> [Problems]
- a) In the thin-lens solution, what does the letter u stand for?
- b) Go on with the thin-lens solution from its last line.

> [Given passage]
■ ■ ■

Using the Thinlens equation A 1f 1p 1q with equation B L

Using the Thin-lens equation: A 1/f = 1/p + 1/q. with equation: B L = p + q and q = p + d p = L - d/2 and q = L + d/2. Derive equation: C f = L^2 - d^2/4L. Explain mathematically why no image is formed if the object and image are separated by a distance that is less than 4f.

Solution

A. given:

1/f = 1/p + 1/q

which gives

f = pq/(p+q)

p =(L - d)/2 and q = (L+d)/2

f = [(L - d)/2]*[(L + d)/2]/[(L - d)/2 + (L + d)/2]

f = (L^2 - d^2)/4L

B. u = object distance,
v = image distance

s = separation of object and image,
f = focal length of the lens.

■ ■ ■

> [Data shown]
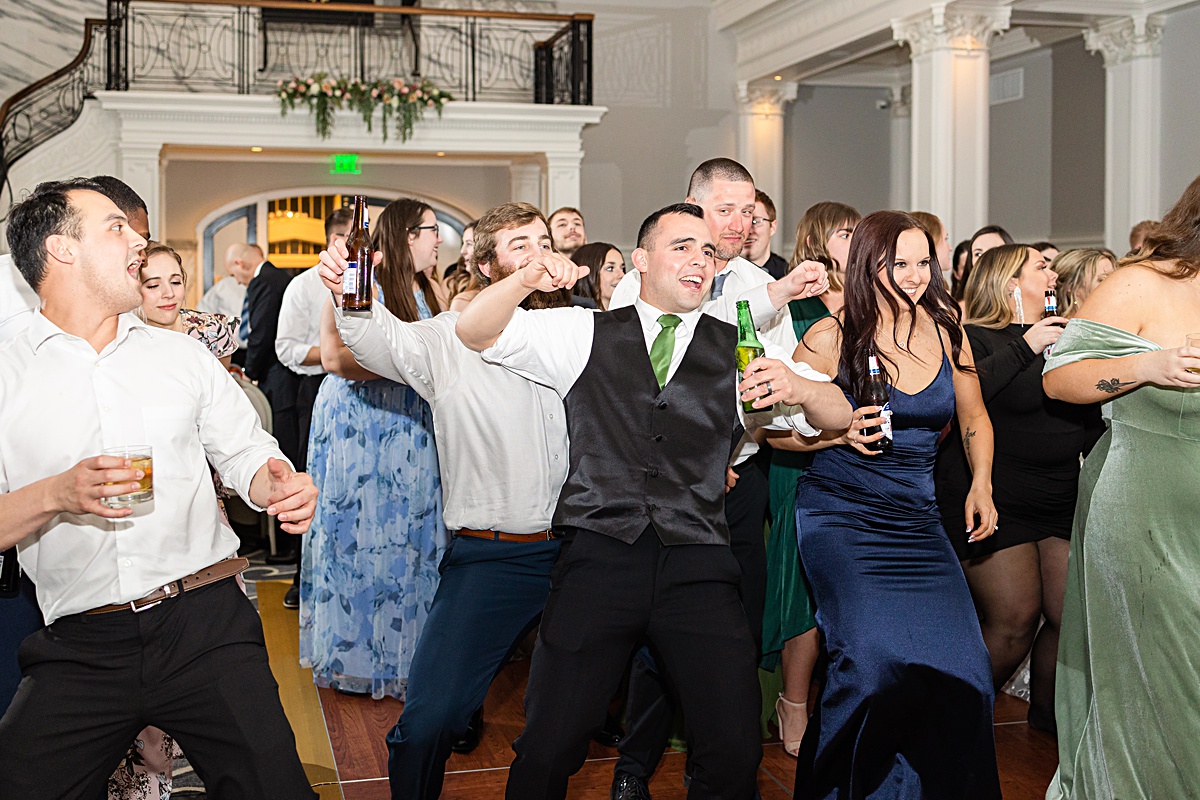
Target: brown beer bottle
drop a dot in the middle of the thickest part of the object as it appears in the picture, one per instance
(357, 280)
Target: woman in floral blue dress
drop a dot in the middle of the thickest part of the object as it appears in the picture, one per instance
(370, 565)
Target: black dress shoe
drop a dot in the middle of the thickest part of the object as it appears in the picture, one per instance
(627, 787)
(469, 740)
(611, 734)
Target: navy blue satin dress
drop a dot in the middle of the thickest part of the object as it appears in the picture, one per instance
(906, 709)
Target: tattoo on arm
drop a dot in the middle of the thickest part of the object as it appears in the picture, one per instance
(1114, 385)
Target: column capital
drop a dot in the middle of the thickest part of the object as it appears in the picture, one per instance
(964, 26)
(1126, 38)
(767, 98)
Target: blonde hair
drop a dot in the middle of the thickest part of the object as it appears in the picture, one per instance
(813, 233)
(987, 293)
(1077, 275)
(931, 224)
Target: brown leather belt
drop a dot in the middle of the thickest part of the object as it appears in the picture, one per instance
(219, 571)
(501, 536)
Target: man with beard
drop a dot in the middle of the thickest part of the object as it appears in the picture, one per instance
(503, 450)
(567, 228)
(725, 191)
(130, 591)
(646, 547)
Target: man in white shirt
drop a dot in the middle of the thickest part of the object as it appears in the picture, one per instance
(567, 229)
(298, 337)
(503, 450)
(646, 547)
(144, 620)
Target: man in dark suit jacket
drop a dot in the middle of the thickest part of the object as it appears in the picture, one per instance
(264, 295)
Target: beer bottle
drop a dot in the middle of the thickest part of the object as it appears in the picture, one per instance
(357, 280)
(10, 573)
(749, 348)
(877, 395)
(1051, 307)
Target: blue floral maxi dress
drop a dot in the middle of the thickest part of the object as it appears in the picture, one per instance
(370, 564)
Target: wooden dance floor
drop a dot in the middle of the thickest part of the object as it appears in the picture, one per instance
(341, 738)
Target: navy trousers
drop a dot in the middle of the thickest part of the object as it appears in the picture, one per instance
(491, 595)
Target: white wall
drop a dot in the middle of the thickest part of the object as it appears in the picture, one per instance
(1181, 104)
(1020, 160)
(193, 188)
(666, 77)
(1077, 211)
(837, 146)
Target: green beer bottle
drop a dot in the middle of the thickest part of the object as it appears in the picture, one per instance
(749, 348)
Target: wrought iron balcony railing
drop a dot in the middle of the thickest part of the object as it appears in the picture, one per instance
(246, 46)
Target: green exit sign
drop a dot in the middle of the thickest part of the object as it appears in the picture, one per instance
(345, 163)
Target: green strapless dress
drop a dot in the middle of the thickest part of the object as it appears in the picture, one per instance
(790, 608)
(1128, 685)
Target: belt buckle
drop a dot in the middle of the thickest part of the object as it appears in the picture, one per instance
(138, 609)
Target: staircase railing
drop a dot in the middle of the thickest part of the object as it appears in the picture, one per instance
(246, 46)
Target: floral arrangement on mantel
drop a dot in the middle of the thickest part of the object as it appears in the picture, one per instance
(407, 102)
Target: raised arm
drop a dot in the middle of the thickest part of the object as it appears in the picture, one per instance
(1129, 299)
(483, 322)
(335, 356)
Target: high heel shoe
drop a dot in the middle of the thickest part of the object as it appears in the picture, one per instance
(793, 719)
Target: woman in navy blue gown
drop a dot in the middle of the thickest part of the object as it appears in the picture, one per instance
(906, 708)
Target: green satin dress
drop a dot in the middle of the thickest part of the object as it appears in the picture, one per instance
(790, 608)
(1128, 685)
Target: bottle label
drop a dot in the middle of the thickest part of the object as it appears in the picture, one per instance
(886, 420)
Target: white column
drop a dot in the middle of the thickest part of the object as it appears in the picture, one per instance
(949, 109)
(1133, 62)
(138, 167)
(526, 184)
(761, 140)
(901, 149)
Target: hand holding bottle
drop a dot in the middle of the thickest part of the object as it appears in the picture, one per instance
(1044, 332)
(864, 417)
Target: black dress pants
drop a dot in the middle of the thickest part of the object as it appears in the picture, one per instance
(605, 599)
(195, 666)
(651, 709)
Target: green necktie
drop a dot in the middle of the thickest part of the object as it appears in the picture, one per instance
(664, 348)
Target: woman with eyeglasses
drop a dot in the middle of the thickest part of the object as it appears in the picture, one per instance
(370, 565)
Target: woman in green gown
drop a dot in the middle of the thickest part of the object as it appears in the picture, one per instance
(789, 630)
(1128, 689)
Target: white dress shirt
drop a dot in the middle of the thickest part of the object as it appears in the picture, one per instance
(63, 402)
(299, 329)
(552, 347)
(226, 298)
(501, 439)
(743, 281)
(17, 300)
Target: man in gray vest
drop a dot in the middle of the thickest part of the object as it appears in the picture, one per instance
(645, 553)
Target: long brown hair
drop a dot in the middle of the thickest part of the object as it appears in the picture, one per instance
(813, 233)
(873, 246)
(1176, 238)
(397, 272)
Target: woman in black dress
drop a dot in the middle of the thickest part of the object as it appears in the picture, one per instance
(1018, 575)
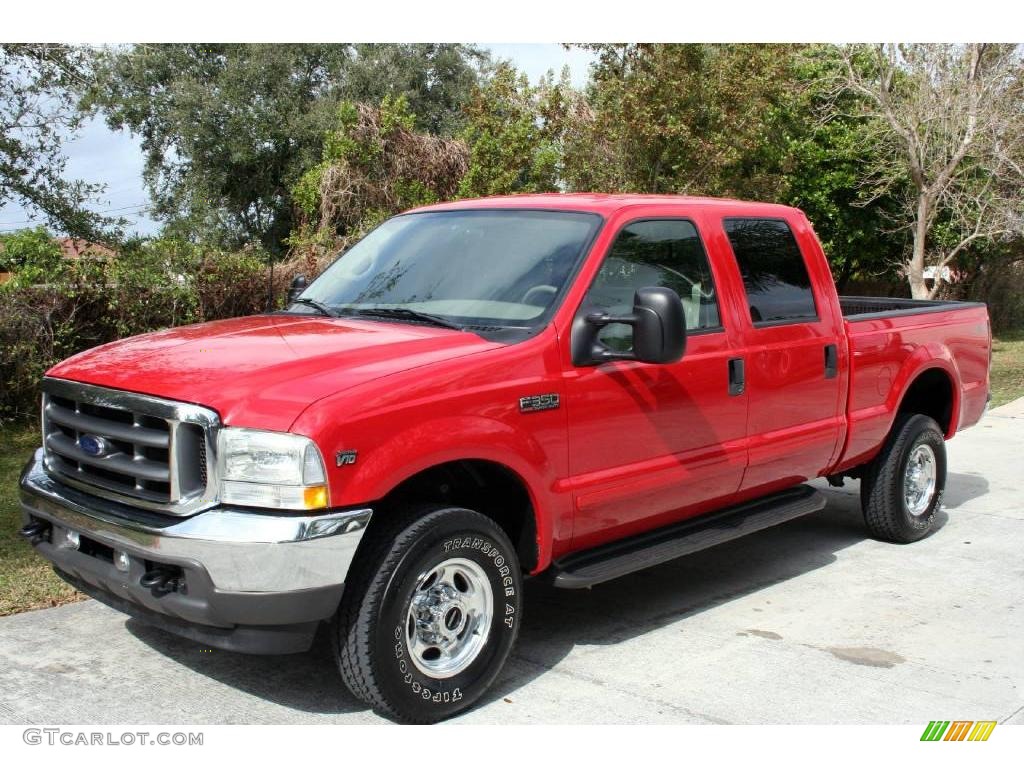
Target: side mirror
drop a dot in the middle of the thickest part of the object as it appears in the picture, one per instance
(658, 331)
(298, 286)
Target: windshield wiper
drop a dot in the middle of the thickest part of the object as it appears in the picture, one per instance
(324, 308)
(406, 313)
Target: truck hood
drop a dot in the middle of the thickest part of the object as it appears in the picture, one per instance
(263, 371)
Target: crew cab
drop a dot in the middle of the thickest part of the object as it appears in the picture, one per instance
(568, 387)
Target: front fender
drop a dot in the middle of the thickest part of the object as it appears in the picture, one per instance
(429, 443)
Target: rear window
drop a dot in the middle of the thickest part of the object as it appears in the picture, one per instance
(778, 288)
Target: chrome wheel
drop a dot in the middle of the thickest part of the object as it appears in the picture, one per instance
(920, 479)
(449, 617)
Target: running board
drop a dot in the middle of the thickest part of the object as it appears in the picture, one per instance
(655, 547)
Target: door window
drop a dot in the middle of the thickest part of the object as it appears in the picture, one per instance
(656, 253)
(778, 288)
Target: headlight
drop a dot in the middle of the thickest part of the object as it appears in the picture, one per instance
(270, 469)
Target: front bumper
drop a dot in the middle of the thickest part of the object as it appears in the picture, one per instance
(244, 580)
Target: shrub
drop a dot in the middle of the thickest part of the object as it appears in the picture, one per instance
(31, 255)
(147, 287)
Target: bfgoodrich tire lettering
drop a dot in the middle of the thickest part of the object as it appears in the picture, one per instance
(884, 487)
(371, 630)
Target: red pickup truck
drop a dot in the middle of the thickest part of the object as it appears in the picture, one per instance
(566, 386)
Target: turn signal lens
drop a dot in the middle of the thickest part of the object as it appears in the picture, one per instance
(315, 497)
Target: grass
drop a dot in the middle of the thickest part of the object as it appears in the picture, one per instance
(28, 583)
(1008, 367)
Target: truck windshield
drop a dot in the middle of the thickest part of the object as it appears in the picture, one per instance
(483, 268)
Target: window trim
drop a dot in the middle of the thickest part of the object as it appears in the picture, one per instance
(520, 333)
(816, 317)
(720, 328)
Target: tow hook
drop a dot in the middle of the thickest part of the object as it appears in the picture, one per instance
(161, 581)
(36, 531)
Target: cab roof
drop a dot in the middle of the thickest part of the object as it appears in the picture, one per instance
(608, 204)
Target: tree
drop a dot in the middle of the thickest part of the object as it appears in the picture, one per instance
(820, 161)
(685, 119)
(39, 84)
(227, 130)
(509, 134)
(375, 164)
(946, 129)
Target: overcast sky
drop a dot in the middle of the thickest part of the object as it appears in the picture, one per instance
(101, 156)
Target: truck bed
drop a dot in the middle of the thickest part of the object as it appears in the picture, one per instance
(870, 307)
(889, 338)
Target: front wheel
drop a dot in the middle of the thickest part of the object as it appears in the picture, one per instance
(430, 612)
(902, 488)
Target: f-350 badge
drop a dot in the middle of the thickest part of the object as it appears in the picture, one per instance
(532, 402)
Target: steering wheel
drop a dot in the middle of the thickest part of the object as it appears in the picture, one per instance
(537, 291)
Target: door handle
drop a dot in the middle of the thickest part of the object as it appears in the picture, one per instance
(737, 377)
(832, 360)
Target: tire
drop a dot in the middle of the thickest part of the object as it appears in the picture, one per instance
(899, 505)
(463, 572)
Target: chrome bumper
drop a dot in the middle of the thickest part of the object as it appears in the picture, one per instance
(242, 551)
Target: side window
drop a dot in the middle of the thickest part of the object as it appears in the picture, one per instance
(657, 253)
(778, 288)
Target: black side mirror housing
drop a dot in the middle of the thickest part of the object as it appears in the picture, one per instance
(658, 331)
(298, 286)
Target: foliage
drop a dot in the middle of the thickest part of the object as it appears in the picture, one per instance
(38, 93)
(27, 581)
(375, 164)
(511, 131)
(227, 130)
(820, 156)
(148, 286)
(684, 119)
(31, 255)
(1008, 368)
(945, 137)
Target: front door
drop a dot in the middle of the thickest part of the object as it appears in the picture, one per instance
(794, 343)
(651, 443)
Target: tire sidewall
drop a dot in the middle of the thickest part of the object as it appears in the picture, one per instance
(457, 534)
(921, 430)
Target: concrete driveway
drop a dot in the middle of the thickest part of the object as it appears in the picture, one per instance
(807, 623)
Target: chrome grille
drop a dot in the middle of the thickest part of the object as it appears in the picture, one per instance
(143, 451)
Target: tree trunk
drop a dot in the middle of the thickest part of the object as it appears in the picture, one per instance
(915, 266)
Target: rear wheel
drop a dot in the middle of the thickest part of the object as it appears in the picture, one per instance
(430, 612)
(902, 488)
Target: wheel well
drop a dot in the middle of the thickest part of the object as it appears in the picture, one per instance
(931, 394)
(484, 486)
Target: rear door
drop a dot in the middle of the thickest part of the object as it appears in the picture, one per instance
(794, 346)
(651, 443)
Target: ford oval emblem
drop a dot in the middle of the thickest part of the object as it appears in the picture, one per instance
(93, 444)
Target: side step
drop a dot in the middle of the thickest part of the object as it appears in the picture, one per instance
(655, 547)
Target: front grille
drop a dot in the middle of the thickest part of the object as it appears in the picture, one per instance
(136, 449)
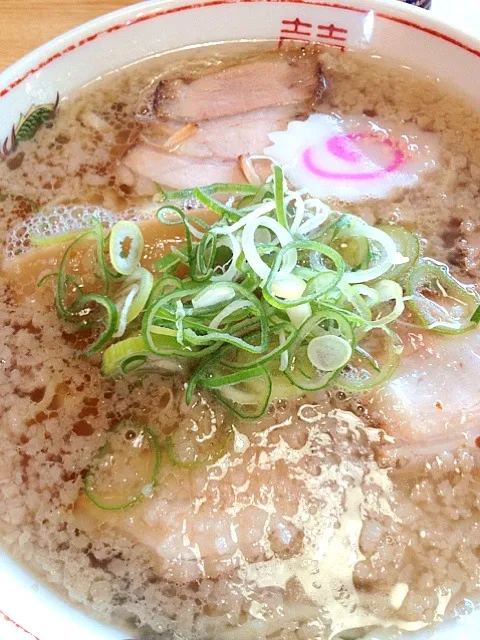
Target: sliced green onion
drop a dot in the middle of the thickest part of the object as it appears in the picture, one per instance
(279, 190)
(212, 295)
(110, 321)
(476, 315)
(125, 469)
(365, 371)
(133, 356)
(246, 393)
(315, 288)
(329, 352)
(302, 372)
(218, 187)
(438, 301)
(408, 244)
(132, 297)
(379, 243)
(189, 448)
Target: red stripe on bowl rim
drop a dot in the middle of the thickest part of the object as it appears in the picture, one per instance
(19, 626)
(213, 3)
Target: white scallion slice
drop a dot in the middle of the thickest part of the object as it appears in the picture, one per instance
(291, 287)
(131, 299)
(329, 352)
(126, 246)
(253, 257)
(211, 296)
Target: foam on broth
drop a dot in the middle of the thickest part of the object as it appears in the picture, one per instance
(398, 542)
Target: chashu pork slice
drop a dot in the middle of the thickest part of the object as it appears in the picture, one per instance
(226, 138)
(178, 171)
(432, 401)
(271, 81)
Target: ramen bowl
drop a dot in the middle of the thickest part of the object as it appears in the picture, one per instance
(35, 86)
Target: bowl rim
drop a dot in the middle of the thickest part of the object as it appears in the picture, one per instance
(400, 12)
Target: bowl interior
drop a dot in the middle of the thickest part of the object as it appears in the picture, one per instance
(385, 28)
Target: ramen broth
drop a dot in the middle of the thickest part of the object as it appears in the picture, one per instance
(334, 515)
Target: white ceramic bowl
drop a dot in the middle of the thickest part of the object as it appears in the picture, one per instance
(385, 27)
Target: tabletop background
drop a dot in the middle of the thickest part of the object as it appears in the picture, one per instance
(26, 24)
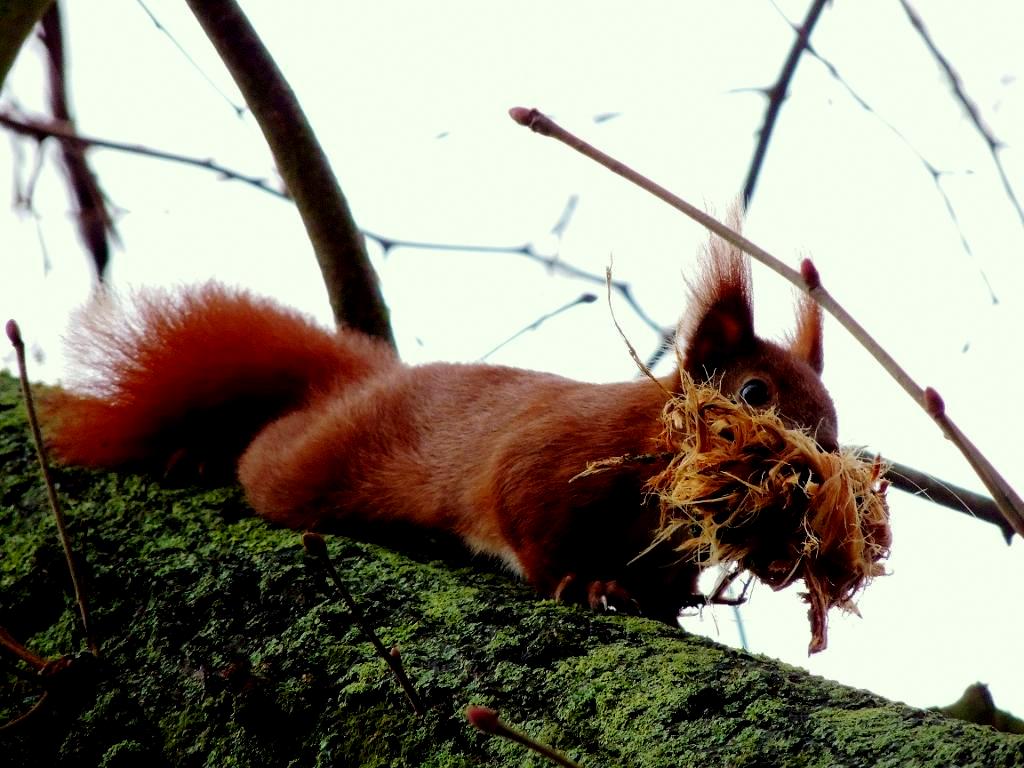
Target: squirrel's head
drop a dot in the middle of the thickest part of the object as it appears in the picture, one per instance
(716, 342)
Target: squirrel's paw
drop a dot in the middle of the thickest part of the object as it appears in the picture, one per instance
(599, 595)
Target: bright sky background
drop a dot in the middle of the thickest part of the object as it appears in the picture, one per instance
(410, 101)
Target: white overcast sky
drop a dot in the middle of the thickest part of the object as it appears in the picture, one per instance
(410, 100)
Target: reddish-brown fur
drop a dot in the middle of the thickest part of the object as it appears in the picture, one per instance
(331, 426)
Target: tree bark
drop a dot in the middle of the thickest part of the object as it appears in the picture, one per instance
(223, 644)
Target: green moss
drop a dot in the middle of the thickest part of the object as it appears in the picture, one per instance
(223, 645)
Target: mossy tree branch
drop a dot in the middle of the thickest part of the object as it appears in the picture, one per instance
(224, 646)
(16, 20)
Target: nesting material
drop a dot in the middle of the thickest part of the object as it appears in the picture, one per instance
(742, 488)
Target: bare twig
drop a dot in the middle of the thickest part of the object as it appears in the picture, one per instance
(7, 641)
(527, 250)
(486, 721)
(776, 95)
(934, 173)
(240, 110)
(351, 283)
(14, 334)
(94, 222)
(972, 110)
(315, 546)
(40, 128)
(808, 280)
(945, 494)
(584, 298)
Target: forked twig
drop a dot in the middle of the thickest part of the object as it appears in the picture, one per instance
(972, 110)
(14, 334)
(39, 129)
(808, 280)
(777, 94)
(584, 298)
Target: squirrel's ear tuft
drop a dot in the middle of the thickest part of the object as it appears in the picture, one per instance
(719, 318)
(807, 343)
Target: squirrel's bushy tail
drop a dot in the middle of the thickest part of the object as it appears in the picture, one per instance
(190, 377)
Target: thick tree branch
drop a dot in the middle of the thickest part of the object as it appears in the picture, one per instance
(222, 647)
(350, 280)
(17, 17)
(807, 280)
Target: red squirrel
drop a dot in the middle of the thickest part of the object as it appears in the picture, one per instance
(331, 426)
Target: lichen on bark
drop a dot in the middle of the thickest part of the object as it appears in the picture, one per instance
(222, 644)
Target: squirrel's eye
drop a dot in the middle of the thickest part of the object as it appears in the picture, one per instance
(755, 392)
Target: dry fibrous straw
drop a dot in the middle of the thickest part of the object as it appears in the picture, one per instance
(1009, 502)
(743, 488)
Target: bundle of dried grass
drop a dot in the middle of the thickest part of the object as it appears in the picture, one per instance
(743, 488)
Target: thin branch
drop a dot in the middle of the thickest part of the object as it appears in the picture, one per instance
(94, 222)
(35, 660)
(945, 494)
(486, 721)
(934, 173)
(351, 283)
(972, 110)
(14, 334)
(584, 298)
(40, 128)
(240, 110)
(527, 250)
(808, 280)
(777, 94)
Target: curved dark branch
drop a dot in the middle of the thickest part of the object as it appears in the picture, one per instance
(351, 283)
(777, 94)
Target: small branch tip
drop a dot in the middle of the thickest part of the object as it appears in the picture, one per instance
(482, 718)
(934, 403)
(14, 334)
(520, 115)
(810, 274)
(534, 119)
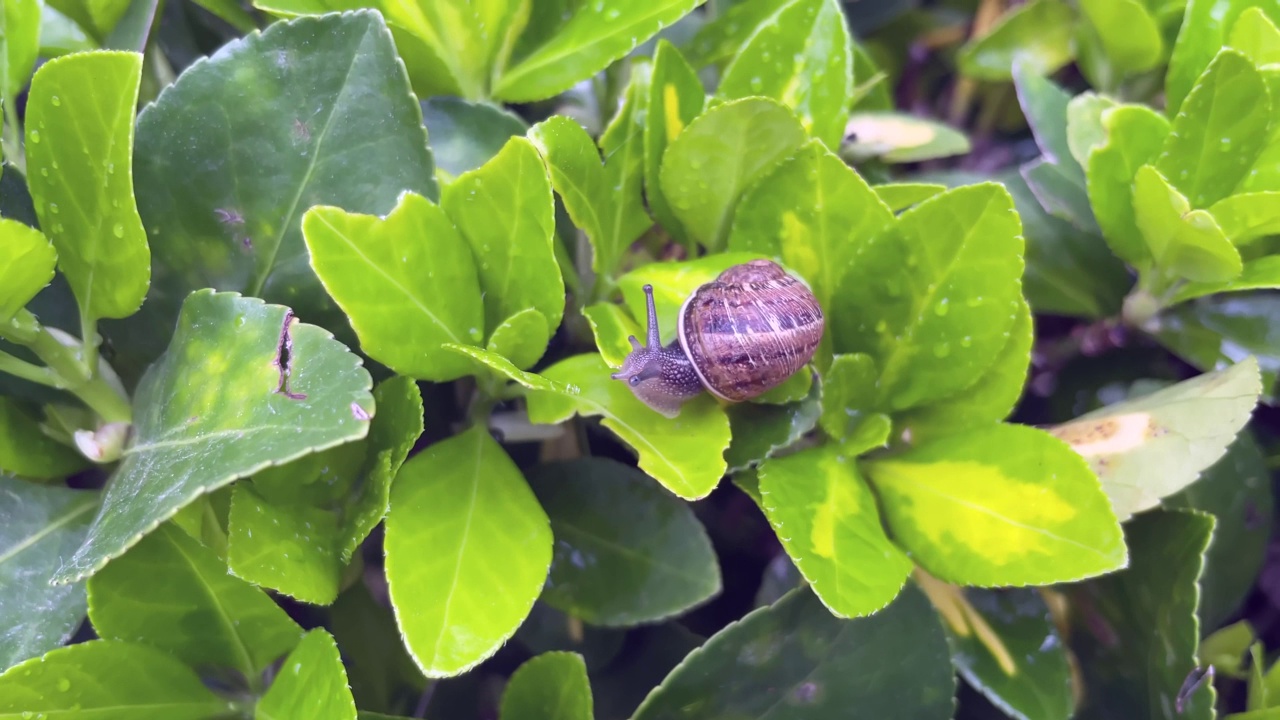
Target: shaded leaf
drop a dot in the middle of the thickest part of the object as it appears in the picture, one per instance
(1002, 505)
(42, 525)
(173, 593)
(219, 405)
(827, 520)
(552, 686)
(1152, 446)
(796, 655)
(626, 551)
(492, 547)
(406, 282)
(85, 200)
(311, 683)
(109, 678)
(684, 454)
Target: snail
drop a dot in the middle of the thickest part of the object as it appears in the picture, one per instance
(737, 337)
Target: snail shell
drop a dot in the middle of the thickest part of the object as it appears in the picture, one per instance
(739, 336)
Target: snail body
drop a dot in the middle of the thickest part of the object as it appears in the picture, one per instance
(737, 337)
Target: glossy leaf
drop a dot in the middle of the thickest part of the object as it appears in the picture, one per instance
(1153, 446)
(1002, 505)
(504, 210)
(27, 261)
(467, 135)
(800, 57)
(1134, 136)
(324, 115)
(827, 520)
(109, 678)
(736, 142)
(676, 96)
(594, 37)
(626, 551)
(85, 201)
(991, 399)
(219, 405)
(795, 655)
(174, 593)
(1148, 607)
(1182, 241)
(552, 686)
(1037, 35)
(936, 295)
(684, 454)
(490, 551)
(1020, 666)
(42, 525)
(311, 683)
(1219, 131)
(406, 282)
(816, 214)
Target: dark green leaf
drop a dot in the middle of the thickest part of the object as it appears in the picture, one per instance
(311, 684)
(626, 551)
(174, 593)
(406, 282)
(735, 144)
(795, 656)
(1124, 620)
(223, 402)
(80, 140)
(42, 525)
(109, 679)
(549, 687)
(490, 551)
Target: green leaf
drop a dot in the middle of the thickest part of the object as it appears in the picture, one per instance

■ ■ ■

> [Set of answers]
- a) Object distance.

- b)
1/u + 1/v = 1/f
1/u + 1/(s - u) = 1/f

(s-u+u)/(u*(s-u)) = 1/f

fs = su - u^2

u^2 = (u - f)s
s = u^2/(u - f)
By differentiating it
ds/du = ((u - f)(2u) - u^2)/(u - f)^2
= (u^2 - 2uf)/(u - f)^2
= u(u - 2f)/(u - f)^2
ds / du = 0 when:
u(u - 2f) = 0
u = 0 or, for a real image, u = 2f.
When u < 2f, ds / du < 0.
When u > 2f, ds / du > 0.
u = 2f is therefore a minimum.
By same method v = 2f is therefore a minimum image distance.

which means total separation 4f.